===== DATASET ROWS

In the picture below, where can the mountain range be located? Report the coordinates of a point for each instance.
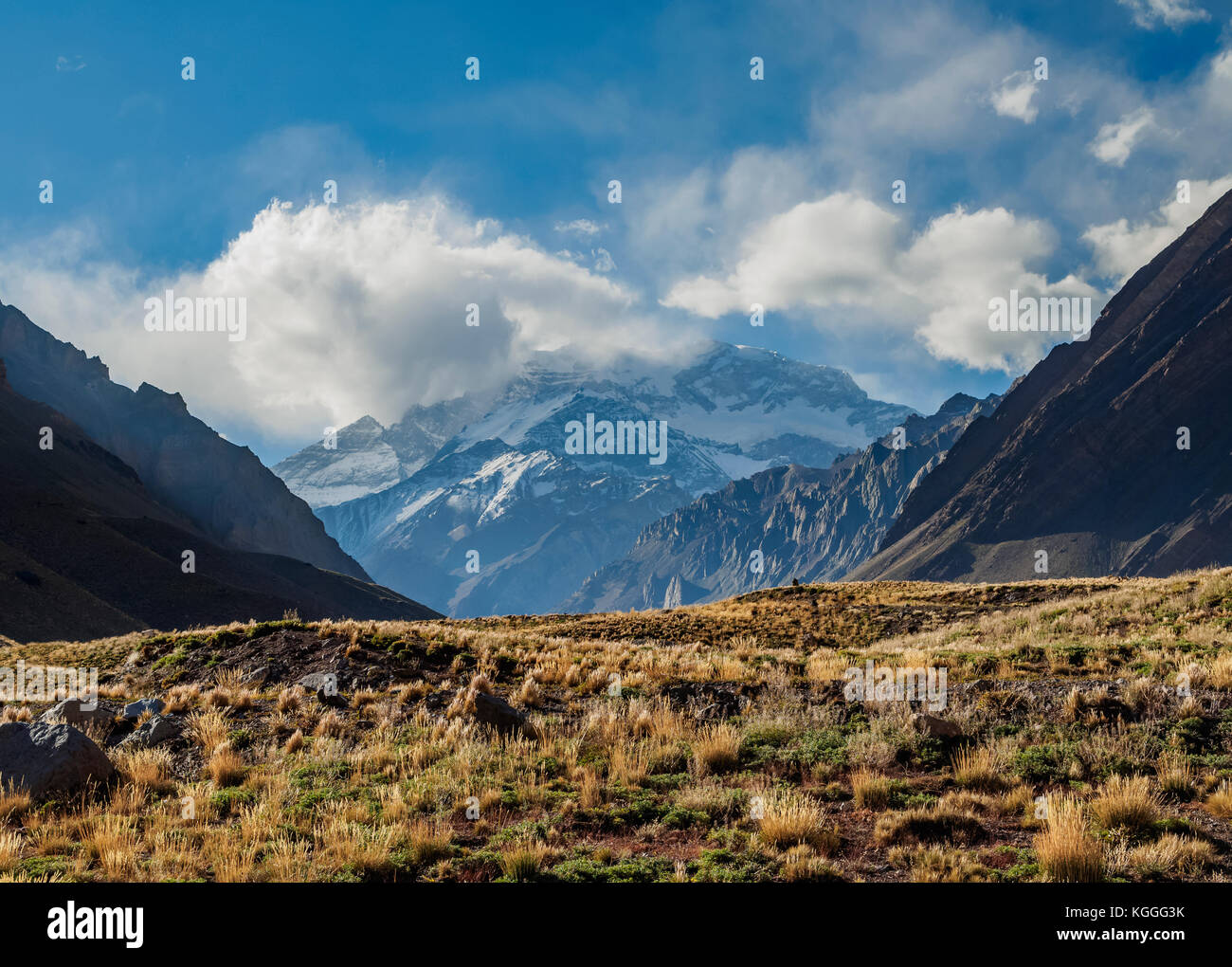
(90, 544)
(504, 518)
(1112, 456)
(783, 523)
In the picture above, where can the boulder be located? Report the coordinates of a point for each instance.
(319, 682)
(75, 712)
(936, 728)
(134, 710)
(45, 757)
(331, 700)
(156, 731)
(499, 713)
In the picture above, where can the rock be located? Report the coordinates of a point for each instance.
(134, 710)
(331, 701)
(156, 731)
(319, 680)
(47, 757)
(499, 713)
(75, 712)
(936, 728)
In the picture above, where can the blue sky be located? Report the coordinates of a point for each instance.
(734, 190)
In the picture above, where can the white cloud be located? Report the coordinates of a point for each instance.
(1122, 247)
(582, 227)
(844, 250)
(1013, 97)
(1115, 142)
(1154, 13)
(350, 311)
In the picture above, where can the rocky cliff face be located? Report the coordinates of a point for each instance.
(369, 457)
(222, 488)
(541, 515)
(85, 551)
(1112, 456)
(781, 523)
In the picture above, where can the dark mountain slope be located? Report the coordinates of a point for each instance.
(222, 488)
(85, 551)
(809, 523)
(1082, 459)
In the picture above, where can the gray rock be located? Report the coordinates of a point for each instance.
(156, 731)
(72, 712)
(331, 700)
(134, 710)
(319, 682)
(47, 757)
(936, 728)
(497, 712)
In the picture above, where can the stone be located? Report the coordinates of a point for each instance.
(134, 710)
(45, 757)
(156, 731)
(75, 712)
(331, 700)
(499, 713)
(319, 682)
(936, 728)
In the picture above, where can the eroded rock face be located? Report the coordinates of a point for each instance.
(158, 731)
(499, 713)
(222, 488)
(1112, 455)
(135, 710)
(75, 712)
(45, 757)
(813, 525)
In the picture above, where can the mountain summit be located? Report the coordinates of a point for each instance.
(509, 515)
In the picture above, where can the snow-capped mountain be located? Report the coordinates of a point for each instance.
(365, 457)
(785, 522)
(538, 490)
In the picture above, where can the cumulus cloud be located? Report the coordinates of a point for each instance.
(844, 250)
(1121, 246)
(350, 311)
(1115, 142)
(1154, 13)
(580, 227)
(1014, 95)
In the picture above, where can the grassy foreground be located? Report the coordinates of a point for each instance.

==========

Render every line of the items above as a Markdown table with the columns "No." and "Text", numbering each row and skipping blank lines. Leave the pictures out of the table.

ANSWER TO THIS EXERCISE:
| No. | Text |
|---|---|
| 1 | In the picture below, where can the mountain range be located? Report the coordinates of a point for each instance. |
| 2 | (90, 544) |
| 3 | (504, 518) |
| 4 | (1112, 456) |
| 5 | (783, 523) |
| 6 | In the picture above, where can the boulder be located? Report the coordinates of a point for each instance. |
| 7 | (319, 682) |
| 8 | (75, 712) |
| 9 | (936, 728) |
| 10 | (134, 710) |
| 11 | (45, 757) |
| 12 | (331, 700) |
| 13 | (156, 731) |
| 14 | (499, 713) |
| 15 | In the picture above, where can the rock be located? Report the coordinates of a point for each instance. |
| 16 | (134, 710) |
| 17 | (331, 701) |
| 18 | (156, 731) |
| 19 | (319, 680) |
| 20 | (47, 757) |
| 21 | (499, 713) |
| 22 | (75, 712) |
| 23 | (936, 728) |
| 24 | In the picture above, where can the blue sky be located? Report the coordinates of a point for each instance. |
| 25 | (734, 190) |
| 26 | In the picture above, where can the white cloud be located? Report the coordinates of a point for each instance. |
| 27 | (1122, 247) |
| 28 | (582, 227) |
| 29 | (844, 250) |
| 30 | (1013, 97) |
| 31 | (1115, 142) |
| 32 | (1154, 13) |
| 33 | (350, 311) |
| 34 | In the picture above, where can the rocky cliff face be located? Report the coordinates of a point for each instance. |
| 35 | (369, 457) |
| 36 | (222, 488) |
| 37 | (541, 515) |
| 38 | (85, 551) |
| 39 | (1112, 456) |
| 40 | (781, 523) |
| 41 | In the picture above, where can the dark mountain slope be located? Report the coordinates of a point for each instance. |
| 42 | (222, 488) |
| 43 | (85, 551) |
| 44 | (809, 523) |
| 45 | (1082, 459) |
| 46 | In the picture above, where can the gray rock be located? Report the coordinates of a point for each instance. |
| 47 | (156, 731) |
| 48 | (72, 712) |
| 49 | (331, 700) |
| 50 | (134, 710) |
| 51 | (319, 682) |
| 52 | (47, 757) |
| 53 | (936, 728) |
| 54 | (497, 712) |
| 55 | In the picture above, where can the stone be located? Report the coordinates of a point for each instance. |
| 56 | (134, 710) |
| 57 | (45, 757) |
| 58 | (156, 731) |
| 59 | (75, 712) |
| 60 | (331, 700) |
| 61 | (499, 713) |
| 62 | (319, 682) |
| 63 | (936, 728) |
| 64 | In the picture above, where can the eroded rock face be located? Report the coordinates of a point for each instance. |
| 65 | (158, 731) |
| 66 | (499, 713) |
| 67 | (222, 488) |
| 68 | (1112, 455) |
| 69 | (135, 710) |
| 70 | (75, 712) |
| 71 | (45, 757) |
| 72 | (813, 525) |
| 73 | In the picture above, where can the mountain summit be located? Report the coordinates of a point for each instance. |
| 74 | (509, 515) |
| 75 | In the picture above, where can the snow-capped mountain be located? Report the coordinates of a point for each instance. |
| 76 | (365, 457) |
| 77 | (785, 522) |
| 78 | (538, 490) |
| 79 | In the picture above, where can the cumulus cloud be located? Report the coordinates of a point for each instance. |
| 80 | (844, 250) |
| 81 | (1121, 246) |
| 82 | (350, 311) |
| 83 | (1115, 142) |
| 84 | (1154, 13) |
| 85 | (580, 227) |
| 86 | (1014, 95) |
| 87 | In the picture above, where can the grassy foreground be located? Report the coordinates of a point for each instance. |